### TASK ITEM
Your answer must consist solely of the line containing "Query: mattress" and each line after it through the end of the data, copied exactly.

Start of RECORDS FOR THIS EXERCISE

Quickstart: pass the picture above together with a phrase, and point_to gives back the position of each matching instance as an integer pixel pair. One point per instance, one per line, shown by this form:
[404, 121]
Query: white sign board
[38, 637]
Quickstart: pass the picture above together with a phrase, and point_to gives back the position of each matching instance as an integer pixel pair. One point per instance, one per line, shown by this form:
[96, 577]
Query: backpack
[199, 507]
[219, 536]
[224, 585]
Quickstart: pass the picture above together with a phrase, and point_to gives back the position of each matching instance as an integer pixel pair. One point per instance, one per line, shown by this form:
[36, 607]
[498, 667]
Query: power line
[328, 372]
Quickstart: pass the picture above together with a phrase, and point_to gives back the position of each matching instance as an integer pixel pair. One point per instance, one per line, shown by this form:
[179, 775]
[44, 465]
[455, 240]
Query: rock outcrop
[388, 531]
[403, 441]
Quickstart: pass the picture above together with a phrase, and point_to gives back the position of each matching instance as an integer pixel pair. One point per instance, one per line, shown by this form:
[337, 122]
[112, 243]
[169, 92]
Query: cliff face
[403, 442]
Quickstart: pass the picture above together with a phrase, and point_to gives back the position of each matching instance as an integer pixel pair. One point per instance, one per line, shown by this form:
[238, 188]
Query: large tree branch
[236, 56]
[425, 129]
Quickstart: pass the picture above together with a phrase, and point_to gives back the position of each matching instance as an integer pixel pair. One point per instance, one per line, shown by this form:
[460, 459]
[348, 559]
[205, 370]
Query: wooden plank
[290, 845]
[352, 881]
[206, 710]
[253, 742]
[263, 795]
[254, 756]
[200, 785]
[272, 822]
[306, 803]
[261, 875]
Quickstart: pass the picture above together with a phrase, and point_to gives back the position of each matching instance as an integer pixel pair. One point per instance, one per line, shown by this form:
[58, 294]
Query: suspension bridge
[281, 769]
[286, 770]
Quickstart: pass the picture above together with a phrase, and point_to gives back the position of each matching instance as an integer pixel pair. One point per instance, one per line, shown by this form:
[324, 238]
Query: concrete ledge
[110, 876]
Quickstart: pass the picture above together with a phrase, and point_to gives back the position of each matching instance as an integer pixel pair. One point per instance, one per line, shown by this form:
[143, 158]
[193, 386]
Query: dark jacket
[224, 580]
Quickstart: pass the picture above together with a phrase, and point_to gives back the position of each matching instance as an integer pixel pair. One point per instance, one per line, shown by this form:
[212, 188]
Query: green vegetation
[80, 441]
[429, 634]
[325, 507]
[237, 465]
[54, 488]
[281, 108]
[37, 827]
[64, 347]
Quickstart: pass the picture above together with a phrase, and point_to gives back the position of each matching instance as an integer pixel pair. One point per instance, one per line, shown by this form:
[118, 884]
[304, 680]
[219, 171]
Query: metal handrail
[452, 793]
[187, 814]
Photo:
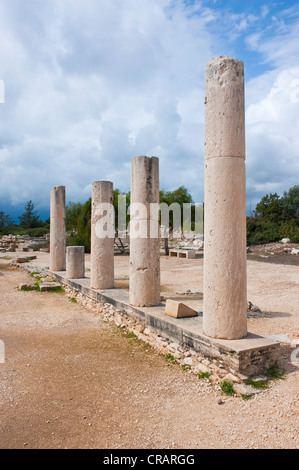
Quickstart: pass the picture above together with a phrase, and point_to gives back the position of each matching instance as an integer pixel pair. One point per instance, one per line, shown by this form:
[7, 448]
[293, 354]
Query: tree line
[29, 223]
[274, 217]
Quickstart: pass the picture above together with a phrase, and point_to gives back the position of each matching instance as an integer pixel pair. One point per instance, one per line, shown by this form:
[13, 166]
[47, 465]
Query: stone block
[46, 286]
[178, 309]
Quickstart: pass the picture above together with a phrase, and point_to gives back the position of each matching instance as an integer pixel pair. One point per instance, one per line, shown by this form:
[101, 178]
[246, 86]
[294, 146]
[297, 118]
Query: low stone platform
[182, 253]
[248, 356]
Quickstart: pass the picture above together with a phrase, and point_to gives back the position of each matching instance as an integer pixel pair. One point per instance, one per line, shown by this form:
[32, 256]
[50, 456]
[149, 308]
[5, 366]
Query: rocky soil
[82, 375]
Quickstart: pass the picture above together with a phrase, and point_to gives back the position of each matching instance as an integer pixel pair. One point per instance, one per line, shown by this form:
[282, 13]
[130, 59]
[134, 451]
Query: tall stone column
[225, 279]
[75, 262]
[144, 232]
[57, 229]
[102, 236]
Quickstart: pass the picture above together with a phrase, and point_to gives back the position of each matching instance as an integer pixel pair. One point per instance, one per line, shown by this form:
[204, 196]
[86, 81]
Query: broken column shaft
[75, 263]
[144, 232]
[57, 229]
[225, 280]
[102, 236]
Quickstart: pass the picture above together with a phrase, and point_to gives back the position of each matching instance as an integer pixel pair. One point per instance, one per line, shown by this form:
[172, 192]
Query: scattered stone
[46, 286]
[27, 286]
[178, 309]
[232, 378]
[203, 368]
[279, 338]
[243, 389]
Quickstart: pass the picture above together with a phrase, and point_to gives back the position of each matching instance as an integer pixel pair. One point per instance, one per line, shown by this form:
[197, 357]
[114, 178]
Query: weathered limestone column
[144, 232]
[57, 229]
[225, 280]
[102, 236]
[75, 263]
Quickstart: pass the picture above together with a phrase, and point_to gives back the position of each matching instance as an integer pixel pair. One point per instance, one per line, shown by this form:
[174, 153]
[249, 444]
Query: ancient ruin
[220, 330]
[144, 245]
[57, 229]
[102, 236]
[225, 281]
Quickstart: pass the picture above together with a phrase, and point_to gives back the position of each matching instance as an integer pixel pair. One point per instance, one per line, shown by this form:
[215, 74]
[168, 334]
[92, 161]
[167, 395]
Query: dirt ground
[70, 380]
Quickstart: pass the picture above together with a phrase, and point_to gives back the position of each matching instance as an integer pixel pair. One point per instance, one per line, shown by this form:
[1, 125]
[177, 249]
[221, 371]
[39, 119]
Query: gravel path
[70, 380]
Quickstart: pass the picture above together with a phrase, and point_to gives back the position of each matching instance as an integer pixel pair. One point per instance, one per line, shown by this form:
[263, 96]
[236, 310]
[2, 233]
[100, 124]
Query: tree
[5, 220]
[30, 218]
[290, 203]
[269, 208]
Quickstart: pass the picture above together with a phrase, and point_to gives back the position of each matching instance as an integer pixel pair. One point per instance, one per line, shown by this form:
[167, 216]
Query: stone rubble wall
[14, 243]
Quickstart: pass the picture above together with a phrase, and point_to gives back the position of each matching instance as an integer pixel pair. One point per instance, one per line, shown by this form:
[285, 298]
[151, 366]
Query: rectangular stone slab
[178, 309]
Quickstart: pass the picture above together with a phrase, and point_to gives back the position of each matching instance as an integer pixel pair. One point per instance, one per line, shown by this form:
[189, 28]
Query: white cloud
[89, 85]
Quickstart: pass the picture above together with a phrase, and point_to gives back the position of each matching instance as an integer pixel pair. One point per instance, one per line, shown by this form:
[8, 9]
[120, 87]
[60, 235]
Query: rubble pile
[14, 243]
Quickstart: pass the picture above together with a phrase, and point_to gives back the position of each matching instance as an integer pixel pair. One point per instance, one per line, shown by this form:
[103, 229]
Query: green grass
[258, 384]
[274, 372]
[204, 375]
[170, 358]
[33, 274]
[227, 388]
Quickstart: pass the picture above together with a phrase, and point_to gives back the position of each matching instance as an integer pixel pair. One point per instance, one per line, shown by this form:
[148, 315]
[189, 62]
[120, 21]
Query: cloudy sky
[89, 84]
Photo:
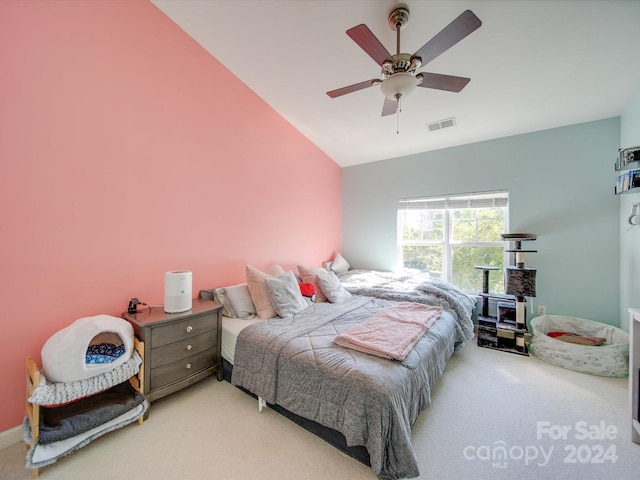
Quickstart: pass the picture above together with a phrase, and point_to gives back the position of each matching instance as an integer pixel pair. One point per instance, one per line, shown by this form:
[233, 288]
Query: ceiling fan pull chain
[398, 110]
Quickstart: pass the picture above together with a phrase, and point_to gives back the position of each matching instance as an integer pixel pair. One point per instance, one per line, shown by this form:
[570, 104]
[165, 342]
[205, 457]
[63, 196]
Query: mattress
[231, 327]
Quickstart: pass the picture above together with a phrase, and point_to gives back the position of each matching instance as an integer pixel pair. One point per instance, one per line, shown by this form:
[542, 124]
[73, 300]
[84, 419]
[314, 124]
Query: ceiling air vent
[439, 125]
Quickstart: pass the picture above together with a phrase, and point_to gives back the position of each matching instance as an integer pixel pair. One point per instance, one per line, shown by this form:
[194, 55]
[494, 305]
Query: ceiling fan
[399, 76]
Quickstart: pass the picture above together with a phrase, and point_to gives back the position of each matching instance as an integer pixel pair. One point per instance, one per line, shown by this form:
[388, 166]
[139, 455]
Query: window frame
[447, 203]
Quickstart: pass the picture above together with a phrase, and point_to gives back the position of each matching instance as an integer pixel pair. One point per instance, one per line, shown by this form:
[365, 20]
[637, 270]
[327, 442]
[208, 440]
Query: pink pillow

End of RECORDS FOR THIS EXERCISE

### YOUR RESPONSE
Query: mattress
[231, 327]
Quickstart: pass the picture above together with a phrase, and point_to gives back the position of each matching instance as an integer pixel pair. One point per instance, one per line, shown by this form:
[542, 124]
[73, 300]
[84, 419]
[314, 124]
Query: ceiling air vent
[439, 125]
Quickstart: pass the picture above together with a phrase, and point_to gives back the position of each matching instance as an integer pixel pair. One point per instance, one per line, shown by this form:
[194, 55]
[494, 305]
Query: ceiling fan
[399, 76]
Quickstart: pass the picture above together with a phrase, and point_to gives back the position of each matching instance as an integer pixel pair. One point per instance, one per line, shown by this form:
[388, 166]
[139, 455]
Query: window frame
[447, 203]
Quickstart: pass the picture above together with a phrase, and point_to gives back the position of each matching instance as an integer pixel pair. One point per instance, one per line, shown by this form:
[365, 20]
[637, 270]
[327, 442]
[208, 440]
Query: pink pillow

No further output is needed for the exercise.